● **提示文**
────
前記車両処理装置は、前記第1センサ部により前記第1車両の停車位置を検出する機能を含むことが好ましい。また、前記車両処理装置は、前記第2センサ部により前記第1車両または前記第2車両の高さを検出する機能を含むことが好ましい。また、前記車両処理装置は、前記第3センサ部により前記第2車両の停車位置を検出する機能を含むことが好ましい。
前記車両処理装置は、前記敷設面からの高さ方向の同一直線上に前記第1センサ部および前記第3センサ部が配置されていることが好ましい。
前記第1センサ部は、高位にある高位光電センサを有することが好ましい。前記第3センサ部は、前記高位光電センサよりも低位にある低位光電センサを有することが好ましい。前記本体部の前面視において、前記第1車両または前記第2車両へ向かう前記高位光電センサの光軸と前記低位光電センサの光軸とが発光側から漸次離れていることが好ましい。
前記第1センサ部または前記第3センサ部は、前後方向に並んだ前側光電センサおよび後側光電センサを有することが好ましい。前記本体部の平面視において、前記第1車両または前記第2車両へ向かう前記前側光電センサの光軸と前記後側光電センサの光軸とが発光側から漸次離れていることが好ましい。
前記車両処理装置は、前記本体部に設けられた回転ブラシを備えることが好ましい。前記第2車両に対して前記回転ブラシを接触させる負荷を、前記第1車両に対して前記回転ブラシを接触させる負荷よりも小さくしていることが好ましい。
前記車両処理装置は、前記敷設面からの高さ方向において移動するよう前記本体部に設けられ、前記第2センサ部よりも高い位置を待機位置としたトップ回転ブラシを備えることが好ましい。前記車両処理装置は、前記第1車両に対して前記待機位置から前記第2センサ部に至るまでに前記トップ回転ブラシの回転を開始させる機能を含むのが好ましい。また、前記第2車両に対して前記待機位置から前記第2センサ部に至ってから前記トップ回転ブラシの回転を開始させる機能を含むことが好ましい。
────
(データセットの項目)
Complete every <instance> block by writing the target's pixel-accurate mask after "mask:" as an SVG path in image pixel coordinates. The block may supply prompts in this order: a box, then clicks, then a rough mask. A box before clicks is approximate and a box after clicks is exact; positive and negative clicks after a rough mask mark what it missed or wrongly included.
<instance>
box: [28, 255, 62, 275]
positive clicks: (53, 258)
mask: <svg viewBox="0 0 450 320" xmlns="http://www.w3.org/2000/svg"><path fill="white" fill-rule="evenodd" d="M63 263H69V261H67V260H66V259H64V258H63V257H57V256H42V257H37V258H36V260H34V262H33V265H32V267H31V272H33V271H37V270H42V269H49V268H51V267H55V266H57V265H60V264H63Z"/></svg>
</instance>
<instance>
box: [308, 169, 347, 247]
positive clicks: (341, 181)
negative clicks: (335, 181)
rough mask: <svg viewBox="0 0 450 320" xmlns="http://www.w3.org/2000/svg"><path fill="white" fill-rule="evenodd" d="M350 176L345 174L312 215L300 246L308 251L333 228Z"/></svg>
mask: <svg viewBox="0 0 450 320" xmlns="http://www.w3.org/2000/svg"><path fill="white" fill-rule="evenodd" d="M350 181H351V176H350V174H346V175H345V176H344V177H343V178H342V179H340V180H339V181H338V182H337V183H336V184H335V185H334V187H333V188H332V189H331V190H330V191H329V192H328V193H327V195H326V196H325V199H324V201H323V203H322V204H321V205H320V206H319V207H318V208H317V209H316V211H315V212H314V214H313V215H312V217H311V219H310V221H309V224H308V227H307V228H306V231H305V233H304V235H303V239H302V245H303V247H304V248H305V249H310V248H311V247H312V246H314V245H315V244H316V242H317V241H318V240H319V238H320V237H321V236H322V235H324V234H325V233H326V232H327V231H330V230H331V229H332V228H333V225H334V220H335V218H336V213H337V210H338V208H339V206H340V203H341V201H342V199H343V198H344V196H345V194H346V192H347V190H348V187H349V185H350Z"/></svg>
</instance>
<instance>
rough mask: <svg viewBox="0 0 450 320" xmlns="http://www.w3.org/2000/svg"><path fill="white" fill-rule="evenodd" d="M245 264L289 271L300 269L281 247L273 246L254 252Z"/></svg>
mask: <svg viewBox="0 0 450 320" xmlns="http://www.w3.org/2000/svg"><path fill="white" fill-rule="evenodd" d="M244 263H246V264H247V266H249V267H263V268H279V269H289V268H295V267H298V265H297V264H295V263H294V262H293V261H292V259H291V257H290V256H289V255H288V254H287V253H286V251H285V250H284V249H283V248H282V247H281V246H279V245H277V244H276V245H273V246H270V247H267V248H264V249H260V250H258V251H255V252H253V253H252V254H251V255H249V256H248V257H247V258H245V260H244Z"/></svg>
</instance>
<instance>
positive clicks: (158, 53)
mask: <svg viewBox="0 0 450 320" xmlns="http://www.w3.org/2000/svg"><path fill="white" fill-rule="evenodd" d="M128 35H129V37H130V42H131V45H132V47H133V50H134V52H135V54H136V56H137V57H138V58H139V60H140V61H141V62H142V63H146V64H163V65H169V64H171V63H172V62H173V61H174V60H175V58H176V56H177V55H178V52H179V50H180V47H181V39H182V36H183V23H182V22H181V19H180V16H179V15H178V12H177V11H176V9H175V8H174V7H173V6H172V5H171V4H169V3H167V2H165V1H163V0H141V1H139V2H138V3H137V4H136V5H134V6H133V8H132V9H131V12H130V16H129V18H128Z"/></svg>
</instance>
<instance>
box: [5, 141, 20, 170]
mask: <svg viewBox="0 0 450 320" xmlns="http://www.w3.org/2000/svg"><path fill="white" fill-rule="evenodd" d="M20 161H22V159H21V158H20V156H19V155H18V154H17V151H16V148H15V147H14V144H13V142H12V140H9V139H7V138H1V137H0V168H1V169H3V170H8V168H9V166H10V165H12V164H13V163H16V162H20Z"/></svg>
────
● **取り組む課題**
1. 次の (a)〜(c) は、車両処理装置についての文章の内容と合っていますか？
(a) 第1センサ部と第3センサ部は、敷設面からの高さ方向の同一直線上に配置されるのが好ましい。
(b) 第2車両に回転ブラシを接触させる負荷は、第1車両の場合より大きくするのが好ましい。
(c) トップ回転ブラシの待機位置は、第2センサ部より低い位置である。
それぞれ「はい」か「いいえ」で答え、決め手となる本文の語句をそのまま引用してください。
2. 車両処理装置についての文章を、最後の文の後から書き継いでもらえますか？

● **回答**
1.
(a) はい。「前記敷設面からの高さ方向の同一直線上に前記第1センサ部および前記第3センサ部が配置されていることが好ましい」
(b) いいえ。「前記第2車両に対して前記回転ブラシを接触させる負荷を、前記第1車両に対して前記回転ブラシを接触させる負荷よりも小さくしていることが好ましい」
(c) いいえ。「前記第2センサ部よりも高い位置を待機位置とした」

2.
【発明の効果】
【0008】
本発明の一解決手段によれば、種々の大きさの車両に対して処理を行うことができる。
【図面の簡単な説明】
【0009】
図1】本発明の実施形態に係る車両処理装置を説明する正面図である。
図2図1に示す車両処理装置を説明する側面図である。
図3図1に示す車両処理装置のトップブラシを説明する構成図である。
図4図1に示す車両処理装置のサイドブラシを説明する構成図である。
図5図1に示す車両処理装置の制御系を説明するブロック図である。
図6図1に示す車両処理装置の停車車両の大きさ判定手段のフロー図である。
図7図1に示す車両処理装置の一異常判定手段のフロー図である。
図8図1に示す車両処理装置の他の異常判定手段のフロー図である。
図9】本発明の他の実施形態に係る車両処理装置の停車位置検出を説明する正面図である。
図10】本発明の他の実施形態に係る車両処理装置の停車位置検出を説明する平面図である。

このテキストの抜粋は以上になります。